**Excerpted data:**
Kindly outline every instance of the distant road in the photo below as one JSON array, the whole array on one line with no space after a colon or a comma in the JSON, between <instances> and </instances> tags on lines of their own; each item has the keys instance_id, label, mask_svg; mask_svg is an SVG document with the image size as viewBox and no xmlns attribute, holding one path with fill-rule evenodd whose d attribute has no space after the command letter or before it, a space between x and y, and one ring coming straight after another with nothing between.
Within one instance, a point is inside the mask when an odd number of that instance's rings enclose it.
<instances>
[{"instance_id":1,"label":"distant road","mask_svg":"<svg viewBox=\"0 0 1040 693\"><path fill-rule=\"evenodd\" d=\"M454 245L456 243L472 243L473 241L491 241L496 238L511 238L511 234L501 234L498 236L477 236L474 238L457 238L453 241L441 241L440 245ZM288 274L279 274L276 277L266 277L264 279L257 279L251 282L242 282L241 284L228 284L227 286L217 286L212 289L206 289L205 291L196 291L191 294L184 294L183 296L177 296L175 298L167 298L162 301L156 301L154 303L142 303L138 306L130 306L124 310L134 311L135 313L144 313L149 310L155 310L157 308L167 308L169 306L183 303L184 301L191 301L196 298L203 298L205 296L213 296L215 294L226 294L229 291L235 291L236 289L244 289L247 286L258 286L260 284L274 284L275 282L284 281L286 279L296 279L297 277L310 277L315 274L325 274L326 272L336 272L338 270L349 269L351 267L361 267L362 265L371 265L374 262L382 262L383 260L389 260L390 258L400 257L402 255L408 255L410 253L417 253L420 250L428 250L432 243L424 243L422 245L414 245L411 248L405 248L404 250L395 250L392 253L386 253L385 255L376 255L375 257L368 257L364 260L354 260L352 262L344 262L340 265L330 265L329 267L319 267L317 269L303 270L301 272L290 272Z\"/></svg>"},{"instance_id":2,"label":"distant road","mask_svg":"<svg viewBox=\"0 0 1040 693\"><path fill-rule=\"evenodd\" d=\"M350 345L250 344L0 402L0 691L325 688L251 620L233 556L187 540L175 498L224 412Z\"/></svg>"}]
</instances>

**What the exercise asks:** All of the data needs to be printed once more, exactly.

**Exercise output:**
Kindly outline every instance of the distant road in the photo below as one JSON array, the whole array on one line with no space after a colon or a comma in the JSON, between <instances> and </instances> tags on lines of their own; each item has the keys instance_id, label, mask_svg; mask_svg is an SVG document with the image size as viewBox and no xmlns attribute, holding one path with fill-rule evenodd whose d attribute has no space after the command letter or before it, a space between x and y, and one ring coming straight after another with nothing between.
Within one instance, a point is inside the mask when an odd number of that instance's rings enclose it.
<instances>
[{"instance_id":1,"label":"distant road","mask_svg":"<svg viewBox=\"0 0 1040 693\"><path fill-rule=\"evenodd\" d=\"M454 245L456 243L472 243L473 241L491 241L496 238L511 238L511 234L501 234L498 236L477 236L474 238L457 238L453 241L441 241L440 245ZM288 274L279 274L276 277L266 277L264 279L257 279L251 282L242 282L241 284L228 284L227 286L217 286L212 289L206 289L205 291L196 291L191 294L184 294L183 296L177 296L175 298L167 298L162 301L156 301L154 303L142 303L138 306L130 306L124 310L134 311L135 313L144 313L149 310L155 310L157 308L167 308L169 306L183 303L184 301L191 301L196 298L203 298L205 296L213 296L215 294L226 294L229 291L235 291L236 289L244 289L247 286L258 286L260 284L274 284L275 282L284 281L286 279L296 279L297 277L310 277L315 274L325 274L326 272L336 272L338 270L349 269L351 267L361 267L362 265L371 265L374 262L382 262L383 260L389 260L390 258L400 257L402 255L408 255L410 253L417 253L420 250L428 250L432 243L424 243L422 245L414 245L411 248L405 248L404 250L395 250L392 253L386 253L385 255L376 255L375 257L368 257L364 260L354 260L352 262L344 262L340 265L330 265L329 267L319 267L317 269L303 270L301 272L290 272Z\"/></svg>"},{"instance_id":2,"label":"distant road","mask_svg":"<svg viewBox=\"0 0 1040 693\"><path fill-rule=\"evenodd\" d=\"M350 345L250 344L0 402L0 691L325 688L251 620L233 556L187 540L175 498L224 412Z\"/></svg>"}]
</instances>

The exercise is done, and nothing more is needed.